Provided data:
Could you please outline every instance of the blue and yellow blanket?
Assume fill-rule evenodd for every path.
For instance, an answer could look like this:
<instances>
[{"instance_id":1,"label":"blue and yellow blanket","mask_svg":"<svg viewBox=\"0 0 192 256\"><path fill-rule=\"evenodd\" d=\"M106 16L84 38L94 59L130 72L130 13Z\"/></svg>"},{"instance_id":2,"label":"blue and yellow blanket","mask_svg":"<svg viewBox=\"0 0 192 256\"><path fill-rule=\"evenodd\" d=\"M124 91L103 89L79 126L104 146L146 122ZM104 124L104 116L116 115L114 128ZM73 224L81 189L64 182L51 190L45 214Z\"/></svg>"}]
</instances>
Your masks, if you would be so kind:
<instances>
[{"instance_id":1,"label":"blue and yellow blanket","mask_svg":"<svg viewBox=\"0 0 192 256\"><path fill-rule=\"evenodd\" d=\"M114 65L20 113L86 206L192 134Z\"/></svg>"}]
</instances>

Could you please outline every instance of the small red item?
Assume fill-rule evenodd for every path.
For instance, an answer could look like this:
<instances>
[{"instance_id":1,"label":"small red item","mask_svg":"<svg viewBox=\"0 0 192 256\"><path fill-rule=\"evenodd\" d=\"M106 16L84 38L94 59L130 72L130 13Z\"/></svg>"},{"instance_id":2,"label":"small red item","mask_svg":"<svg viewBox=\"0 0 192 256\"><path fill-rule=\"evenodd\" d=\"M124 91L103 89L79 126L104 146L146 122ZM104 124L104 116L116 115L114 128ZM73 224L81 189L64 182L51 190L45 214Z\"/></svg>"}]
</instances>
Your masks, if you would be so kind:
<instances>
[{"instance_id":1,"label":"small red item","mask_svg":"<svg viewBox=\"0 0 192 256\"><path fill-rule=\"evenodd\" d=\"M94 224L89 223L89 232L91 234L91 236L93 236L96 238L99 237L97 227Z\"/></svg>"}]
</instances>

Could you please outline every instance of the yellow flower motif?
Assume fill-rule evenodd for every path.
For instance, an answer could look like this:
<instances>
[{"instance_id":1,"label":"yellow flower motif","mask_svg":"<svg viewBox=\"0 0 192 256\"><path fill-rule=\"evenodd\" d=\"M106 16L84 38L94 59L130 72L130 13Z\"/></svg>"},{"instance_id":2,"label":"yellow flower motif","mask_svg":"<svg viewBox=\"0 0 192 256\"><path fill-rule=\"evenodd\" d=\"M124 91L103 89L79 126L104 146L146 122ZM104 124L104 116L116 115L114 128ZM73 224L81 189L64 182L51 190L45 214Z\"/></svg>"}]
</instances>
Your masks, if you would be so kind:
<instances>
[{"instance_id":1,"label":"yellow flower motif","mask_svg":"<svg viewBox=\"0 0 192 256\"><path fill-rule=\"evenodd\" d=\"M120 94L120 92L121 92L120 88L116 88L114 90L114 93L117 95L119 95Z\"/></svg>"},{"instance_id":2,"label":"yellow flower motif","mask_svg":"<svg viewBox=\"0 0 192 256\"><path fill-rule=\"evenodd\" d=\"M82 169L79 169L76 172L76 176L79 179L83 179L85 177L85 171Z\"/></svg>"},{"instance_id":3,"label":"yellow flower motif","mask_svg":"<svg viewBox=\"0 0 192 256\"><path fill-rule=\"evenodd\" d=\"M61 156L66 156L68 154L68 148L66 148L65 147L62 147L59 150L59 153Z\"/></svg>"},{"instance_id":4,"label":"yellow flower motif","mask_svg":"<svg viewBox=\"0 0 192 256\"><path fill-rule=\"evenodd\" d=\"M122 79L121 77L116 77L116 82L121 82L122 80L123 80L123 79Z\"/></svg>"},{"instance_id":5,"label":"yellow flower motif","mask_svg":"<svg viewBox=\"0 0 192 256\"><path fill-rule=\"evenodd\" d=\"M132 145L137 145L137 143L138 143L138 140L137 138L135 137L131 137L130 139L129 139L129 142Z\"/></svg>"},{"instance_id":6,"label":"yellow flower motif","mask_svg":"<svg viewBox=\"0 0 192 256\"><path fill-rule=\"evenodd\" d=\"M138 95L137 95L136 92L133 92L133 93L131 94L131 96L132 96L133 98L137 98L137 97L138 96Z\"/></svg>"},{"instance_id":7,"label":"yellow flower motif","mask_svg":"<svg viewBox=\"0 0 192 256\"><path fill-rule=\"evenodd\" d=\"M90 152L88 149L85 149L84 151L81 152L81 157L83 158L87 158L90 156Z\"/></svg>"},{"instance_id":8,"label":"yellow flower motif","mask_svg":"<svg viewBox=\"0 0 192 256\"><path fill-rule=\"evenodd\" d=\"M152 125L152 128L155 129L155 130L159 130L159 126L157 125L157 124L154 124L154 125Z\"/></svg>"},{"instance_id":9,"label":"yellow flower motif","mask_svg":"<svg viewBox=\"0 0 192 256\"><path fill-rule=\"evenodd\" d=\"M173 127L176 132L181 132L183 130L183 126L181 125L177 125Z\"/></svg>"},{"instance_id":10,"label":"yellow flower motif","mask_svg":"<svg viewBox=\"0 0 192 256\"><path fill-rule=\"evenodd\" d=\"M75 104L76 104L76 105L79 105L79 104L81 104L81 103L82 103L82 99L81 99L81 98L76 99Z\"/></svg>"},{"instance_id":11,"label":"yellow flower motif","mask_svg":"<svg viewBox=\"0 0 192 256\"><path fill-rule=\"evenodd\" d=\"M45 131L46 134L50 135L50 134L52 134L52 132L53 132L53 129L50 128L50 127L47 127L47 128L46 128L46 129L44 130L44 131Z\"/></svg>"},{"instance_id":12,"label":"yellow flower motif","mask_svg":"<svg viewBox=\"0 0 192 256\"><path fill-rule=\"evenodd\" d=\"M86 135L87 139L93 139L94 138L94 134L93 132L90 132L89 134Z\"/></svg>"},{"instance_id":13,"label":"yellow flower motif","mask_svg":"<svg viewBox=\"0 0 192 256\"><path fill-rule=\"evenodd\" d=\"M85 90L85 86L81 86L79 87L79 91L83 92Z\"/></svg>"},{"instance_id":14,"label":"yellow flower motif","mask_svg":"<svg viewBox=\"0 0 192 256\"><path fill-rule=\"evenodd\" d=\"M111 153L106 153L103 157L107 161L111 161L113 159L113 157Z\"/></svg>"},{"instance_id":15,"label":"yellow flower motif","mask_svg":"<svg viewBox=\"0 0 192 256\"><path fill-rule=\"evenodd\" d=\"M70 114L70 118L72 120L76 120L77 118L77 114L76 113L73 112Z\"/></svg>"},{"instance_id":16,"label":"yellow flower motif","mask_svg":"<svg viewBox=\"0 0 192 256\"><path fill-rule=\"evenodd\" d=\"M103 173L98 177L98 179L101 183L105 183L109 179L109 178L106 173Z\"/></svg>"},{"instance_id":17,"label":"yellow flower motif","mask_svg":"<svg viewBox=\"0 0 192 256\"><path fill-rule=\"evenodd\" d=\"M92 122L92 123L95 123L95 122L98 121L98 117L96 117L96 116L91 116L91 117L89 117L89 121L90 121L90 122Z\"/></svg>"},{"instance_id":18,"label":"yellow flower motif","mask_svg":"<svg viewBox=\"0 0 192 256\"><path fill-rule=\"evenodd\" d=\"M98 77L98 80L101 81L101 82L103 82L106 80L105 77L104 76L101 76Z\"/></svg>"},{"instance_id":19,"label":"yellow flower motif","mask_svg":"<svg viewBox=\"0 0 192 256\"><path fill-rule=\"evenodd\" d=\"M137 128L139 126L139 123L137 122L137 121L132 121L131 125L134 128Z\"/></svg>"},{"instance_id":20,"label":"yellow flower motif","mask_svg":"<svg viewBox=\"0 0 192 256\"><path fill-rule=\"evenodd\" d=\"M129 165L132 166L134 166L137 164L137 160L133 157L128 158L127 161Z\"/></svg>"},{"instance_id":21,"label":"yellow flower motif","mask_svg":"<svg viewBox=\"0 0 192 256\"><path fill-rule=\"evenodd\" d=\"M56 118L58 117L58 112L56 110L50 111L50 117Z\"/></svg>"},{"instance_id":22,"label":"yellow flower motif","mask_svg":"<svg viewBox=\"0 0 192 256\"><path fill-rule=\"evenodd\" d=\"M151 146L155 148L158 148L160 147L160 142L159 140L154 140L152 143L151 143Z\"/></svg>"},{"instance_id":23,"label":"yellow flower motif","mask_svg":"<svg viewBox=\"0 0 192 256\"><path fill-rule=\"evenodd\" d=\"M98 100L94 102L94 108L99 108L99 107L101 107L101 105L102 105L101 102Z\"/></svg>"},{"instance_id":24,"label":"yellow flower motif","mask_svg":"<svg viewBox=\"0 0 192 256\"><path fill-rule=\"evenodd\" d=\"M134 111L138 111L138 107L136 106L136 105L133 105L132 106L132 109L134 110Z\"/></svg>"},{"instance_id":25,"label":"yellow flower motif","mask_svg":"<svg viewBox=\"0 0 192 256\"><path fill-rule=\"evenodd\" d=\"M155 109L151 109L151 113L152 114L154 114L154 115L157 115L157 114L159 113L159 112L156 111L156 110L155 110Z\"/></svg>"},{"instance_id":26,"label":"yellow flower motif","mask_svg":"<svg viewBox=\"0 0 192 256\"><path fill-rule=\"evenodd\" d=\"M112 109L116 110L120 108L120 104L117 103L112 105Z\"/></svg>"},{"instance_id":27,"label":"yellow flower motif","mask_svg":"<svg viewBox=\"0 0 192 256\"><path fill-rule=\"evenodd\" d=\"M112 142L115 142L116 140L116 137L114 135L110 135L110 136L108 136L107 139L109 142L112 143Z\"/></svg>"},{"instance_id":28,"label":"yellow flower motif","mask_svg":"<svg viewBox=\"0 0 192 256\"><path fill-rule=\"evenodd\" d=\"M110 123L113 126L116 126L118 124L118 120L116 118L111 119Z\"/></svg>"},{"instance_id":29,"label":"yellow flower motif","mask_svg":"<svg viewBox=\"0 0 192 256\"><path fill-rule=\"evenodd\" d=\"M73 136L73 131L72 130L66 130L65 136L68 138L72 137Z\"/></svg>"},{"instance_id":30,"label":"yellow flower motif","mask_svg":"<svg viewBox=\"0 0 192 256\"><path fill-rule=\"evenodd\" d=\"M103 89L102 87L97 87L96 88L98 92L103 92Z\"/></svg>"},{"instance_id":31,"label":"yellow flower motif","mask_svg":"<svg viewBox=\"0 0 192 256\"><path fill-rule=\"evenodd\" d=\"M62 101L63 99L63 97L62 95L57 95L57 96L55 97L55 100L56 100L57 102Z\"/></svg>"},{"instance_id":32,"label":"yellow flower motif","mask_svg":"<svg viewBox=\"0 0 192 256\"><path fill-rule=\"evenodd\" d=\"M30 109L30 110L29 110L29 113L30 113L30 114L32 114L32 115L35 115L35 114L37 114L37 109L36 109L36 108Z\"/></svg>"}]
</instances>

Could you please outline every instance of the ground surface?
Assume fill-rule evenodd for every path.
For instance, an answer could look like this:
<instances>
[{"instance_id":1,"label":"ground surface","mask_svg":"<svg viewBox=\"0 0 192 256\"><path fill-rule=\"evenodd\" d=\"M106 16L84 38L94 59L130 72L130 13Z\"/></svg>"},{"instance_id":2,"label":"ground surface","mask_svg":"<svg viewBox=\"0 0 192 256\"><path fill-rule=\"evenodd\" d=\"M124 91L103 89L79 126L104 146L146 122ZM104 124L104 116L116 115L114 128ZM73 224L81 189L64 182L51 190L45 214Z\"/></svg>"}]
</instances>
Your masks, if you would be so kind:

--

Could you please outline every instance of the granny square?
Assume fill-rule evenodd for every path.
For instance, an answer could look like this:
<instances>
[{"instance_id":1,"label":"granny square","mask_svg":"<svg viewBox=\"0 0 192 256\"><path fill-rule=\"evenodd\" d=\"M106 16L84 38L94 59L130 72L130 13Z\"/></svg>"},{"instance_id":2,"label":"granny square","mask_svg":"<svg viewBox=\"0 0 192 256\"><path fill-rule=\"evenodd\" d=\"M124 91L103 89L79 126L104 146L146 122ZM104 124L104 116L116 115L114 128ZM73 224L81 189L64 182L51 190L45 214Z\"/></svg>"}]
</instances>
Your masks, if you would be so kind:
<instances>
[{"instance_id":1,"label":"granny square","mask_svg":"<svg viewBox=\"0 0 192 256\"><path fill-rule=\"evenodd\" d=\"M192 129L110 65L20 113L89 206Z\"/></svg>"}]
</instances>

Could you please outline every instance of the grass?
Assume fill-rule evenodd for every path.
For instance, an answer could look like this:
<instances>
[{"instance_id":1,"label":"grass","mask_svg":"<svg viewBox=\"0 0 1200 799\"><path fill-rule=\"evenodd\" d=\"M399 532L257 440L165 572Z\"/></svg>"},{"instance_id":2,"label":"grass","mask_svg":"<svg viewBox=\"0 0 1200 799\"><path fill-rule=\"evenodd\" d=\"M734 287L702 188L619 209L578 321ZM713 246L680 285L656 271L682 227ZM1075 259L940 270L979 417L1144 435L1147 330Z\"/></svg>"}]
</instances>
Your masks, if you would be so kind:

Exercise description:
Return every line from the rows above that contains the string "granny".

Written response:
Could you please outline every instance of the granny square?
[{"instance_id":1,"label":"granny square","mask_svg":"<svg viewBox=\"0 0 192 256\"><path fill-rule=\"evenodd\" d=\"M106 16L84 38L94 59L130 72L130 13Z\"/></svg>"},{"instance_id":2,"label":"granny square","mask_svg":"<svg viewBox=\"0 0 192 256\"><path fill-rule=\"evenodd\" d=\"M124 91L103 89L79 126L104 146L146 122ZM104 124L104 116L116 115L114 128ZM73 224L81 189L64 182L51 190L45 214Z\"/></svg>"}]
[{"instance_id":1,"label":"granny square","mask_svg":"<svg viewBox=\"0 0 192 256\"><path fill-rule=\"evenodd\" d=\"M192 129L110 65L20 113L89 206Z\"/></svg>"}]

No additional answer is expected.